* [What this task involves] The listing beneath should be written out in full, exactly as shown.

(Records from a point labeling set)
════════════════

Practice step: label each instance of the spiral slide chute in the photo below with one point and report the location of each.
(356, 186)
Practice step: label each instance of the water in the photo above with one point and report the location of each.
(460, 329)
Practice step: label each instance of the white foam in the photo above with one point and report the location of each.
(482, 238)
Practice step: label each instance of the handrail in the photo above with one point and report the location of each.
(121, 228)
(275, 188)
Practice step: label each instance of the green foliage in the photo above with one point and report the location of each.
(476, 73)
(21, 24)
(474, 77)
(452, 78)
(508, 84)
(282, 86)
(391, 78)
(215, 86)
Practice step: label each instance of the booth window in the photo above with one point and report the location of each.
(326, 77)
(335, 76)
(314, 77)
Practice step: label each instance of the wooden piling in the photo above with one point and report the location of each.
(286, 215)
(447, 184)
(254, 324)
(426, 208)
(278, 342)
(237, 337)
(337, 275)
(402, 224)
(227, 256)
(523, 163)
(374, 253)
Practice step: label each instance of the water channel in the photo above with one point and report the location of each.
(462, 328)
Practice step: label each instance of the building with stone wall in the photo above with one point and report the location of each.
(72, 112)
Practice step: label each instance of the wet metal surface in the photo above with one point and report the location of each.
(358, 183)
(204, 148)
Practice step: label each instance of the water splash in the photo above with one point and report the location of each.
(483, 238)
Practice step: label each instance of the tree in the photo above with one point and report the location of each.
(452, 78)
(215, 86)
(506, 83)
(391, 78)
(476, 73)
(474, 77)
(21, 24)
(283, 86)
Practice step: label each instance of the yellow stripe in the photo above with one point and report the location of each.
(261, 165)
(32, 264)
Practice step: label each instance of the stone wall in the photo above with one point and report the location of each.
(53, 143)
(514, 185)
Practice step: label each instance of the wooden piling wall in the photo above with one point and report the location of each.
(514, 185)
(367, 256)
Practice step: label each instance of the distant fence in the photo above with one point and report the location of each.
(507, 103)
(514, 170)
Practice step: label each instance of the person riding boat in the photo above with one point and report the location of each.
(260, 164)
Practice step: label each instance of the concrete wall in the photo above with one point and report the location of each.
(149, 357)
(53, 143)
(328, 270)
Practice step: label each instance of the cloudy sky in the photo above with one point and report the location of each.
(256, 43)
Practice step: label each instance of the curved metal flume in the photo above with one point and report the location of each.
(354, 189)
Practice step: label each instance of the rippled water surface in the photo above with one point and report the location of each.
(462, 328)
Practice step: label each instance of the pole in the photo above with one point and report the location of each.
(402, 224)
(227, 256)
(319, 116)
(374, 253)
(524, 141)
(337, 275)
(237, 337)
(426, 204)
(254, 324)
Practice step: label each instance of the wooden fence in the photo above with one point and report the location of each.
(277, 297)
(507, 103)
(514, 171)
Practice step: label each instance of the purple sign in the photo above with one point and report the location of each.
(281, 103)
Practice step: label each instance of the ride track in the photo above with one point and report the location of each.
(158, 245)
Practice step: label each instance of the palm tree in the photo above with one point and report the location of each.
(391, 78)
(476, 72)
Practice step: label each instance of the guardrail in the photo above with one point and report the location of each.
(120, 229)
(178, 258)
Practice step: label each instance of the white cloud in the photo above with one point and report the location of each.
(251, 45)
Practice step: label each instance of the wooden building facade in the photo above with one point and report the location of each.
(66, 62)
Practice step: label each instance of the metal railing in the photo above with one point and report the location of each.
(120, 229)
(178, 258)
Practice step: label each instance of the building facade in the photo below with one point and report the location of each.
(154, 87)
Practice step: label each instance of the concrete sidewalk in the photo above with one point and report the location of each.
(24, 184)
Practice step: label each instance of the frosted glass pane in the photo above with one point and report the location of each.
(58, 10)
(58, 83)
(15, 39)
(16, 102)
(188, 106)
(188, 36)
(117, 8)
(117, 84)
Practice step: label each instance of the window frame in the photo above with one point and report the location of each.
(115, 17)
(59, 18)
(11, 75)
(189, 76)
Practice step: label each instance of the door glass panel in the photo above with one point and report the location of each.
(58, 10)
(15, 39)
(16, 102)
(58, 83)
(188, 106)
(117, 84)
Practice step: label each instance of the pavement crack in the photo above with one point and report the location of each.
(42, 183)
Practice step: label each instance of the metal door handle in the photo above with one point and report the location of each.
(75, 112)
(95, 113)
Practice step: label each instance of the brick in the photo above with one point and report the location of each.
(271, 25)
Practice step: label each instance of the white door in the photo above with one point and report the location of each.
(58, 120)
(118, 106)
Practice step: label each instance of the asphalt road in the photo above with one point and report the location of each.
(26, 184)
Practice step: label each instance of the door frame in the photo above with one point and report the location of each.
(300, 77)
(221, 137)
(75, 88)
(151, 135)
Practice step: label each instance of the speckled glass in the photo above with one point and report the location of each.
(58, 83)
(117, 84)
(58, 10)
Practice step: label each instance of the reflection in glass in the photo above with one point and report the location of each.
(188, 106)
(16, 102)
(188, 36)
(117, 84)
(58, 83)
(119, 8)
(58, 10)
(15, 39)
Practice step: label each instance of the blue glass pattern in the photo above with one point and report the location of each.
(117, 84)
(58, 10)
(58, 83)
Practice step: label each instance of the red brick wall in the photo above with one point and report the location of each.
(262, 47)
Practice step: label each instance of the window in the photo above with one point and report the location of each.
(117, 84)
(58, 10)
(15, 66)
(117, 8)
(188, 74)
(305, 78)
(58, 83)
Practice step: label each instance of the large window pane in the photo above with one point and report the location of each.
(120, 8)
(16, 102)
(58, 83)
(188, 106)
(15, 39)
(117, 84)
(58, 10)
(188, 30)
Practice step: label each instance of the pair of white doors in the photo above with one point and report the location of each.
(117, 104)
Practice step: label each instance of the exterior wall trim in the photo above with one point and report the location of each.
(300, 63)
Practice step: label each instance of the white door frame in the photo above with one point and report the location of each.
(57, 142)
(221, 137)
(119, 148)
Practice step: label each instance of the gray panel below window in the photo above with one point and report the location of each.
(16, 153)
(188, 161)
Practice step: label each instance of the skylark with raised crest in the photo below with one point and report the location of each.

════════════════

* [Solution for this problem]
Practice step: label each instance of the spiral slide chute in the photo below with one point and report the location of each.
(356, 186)
Practice step: label each instance of the water in the photo above with one point and report the location of each.
(460, 329)
Practice step: label each instance of the white foam in the photo above with one point and report the location of each.
(482, 238)
Practice step: label each instance of the handrail in the photo above with one point and report the location of each.
(121, 228)
(275, 188)
Practice step: label each instance of the green foliage in the photo above with one point and report the location of each.
(476, 73)
(21, 24)
(474, 77)
(452, 78)
(508, 84)
(282, 86)
(391, 78)
(215, 86)
Practice step: label each instance of the booth window in the photo above with one point and report the location of each.
(326, 77)
(335, 76)
(314, 77)
Practice step: label each instance of the wooden piling in the photo above with one point and report the location of each.
(286, 215)
(447, 184)
(254, 324)
(426, 208)
(278, 342)
(237, 337)
(337, 275)
(402, 224)
(227, 256)
(523, 163)
(374, 253)
Practice step: label each instance of the water channel in the photo above with one point and report the location of each.
(462, 328)
Practice step: label each instance of the building with stone wall in the photo above with one point and report the location of each.
(72, 112)
Practice step: label each instance of the wet metal surface in the photo above with one point and report the location of each.
(358, 183)
(204, 148)
Practice step: label each instance of the water splash in the photo above with one point and report the location of each.
(483, 238)
Practice step: label each instance of the tree in the photo above with one point and report the location of each.
(452, 78)
(215, 86)
(506, 83)
(391, 78)
(476, 73)
(474, 77)
(21, 24)
(283, 86)
Practice step: label each instance of the yellow stripe in the photo above with one point and report the location of each.
(261, 165)
(32, 264)
Practice step: label each instance of the stone wall in the photo above with one point and report the location of each.
(53, 143)
(514, 185)
Practice step: label each instance of the wooden piling wall in the photo above with one point and report the location of each.
(514, 185)
(367, 256)
Practice step: label each instance of the distant fence in the photo above with one point and report the location of each.
(507, 103)
(514, 170)
Practice step: label each instance of the person riding boat in the photo above with one point and report the location of each.
(260, 164)
Practice step: label each instance of the concrete wall in the photo above with one point and report the location of each.
(149, 357)
(53, 143)
(328, 270)
Practice step: label each instance of the cloudy sky in the photo above with one point and report the location of each.
(256, 43)
Practice step: label each instance of the curved metal flume in the photo above with one point and report the location of each.
(354, 189)
Practice step: label each instance of the rippled water surface in the photo above with one point and report the location of each.
(462, 328)
Practice step: label each instance of the pole in the photo above with one point and report the location of each.
(402, 224)
(227, 256)
(319, 116)
(374, 253)
(524, 141)
(337, 275)
(237, 337)
(426, 204)
(254, 324)
Practice step: label each instance of the wooden fence in the photo above with one point and report the location of each.
(277, 297)
(507, 103)
(514, 171)
Practice step: label each instance of the purple sign in the photo above with one point and report the location of each.
(281, 103)
Practice step: label each instance of the ride track in the photo above with one point and report the location of each.
(158, 245)
Practice step: label each instance of the palm tree in the photo above with one point and report the location of each.
(391, 78)
(476, 72)
Practice step: label each instance of the guardrail in the photo above with one point and report the location of each.
(120, 229)
(178, 258)
Practice step: label each instance of the white cloud in the photo above with one point and report the location of each.
(251, 45)
Practice step: label each instance of the wooden building facade in the photo above with one point and report the location of each.
(66, 62)
Practice step: label each instance of the metal railing in the photo above with one point and report the location of each.
(120, 229)
(178, 258)
Practice step: label each instance of the building facade in the photo below with one point and report the location of each.
(154, 87)
Practice step: label each instance of the concrete sidewalk in the photo above with one point and report the location of each.
(24, 184)
Practice step: label each instance of the frosted glass pane in the photo above with one point and report the location of each.
(58, 10)
(58, 83)
(15, 39)
(16, 102)
(188, 106)
(188, 36)
(117, 8)
(117, 84)
Practice step: label each instance of the window frame in the photo above with one point and report the location of each.
(115, 17)
(59, 18)
(11, 75)
(189, 76)
Practice step: label each instance of the door glass panel in the photo above with one point and report the location of each.
(58, 10)
(15, 39)
(16, 102)
(58, 83)
(188, 106)
(117, 84)
Practice step: label each instance of the pavement crack in the photo above with one point and report the location of each.
(42, 183)
Practice step: label each instance of the metal door handle in the photo above with one point and report the location of each.
(75, 112)
(95, 113)
Practice step: label each instance of the brick in the photo above with one point and report the location of each.
(271, 25)
Practice step: label each instance of the white door in the photo above with one point and report the location of each.
(58, 120)
(118, 106)
Practice step: label each instance of the asphalt road in the photo above with one point and report the location of each.
(26, 184)
Practice step: label each instance of the door frame in the photo above with one point and report the location of each.
(300, 77)
(221, 137)
(75, 88)
(151, 135)
Practice step: label each instance of the speckled glass in the photo above with one point and report the location of each.
(58, 83)
(117, 84)
(58, 10)
Practice step: label each instance of the reflection in glass in the photo above with one point and report the location of each.
(188, 106)
(16, 102)
(188, 36)
(117, 84)
(58, 83)
(119, 8)
(58, 10)
(15, 39)
Practice step: label each instance of the blue glass pattern in the photo above with one point and report the location of each.
(117, 84)
(58, 10)
(58, 83)
Practice step: label each instance of the red brick wall in the photo above with one point and report the location of each.
(262, 47)
Practice step: label each instance of the window in the photo above with one point and report the location of each.
(117, 84)
(58, 10)
(15, 66)
(117, 8)
(188, 74)
(305, 78)
(58, 83)
Practice step: label each instance of the large window pane in the photo above with one point and report the location of each.
(120, 8)
(16, 102)
(58, 83)
(188, 106)
(15, 39)
(117, 84)
(58, 10)
(188, 30)
Practice step: label each instance of the pair of white doors in the photo above with one point and report the location of each.
(117, 104)
Practice step: label each instance of the exterior wall trim in the photo above with one point and report the location of each.
(300, 63)
Practice step: label each instance of the white door frame in the photo above with one point and report the location of each.
(57, 142)
(221, 137)
(119, 148)
Practice step: label each instance of the gray panel below window in the photo above with one point and report the location of each.
(16, 153)
(188, 161)
Practice step: label each instance of the skylark with raised crest in the photo below with one point and report the location of each.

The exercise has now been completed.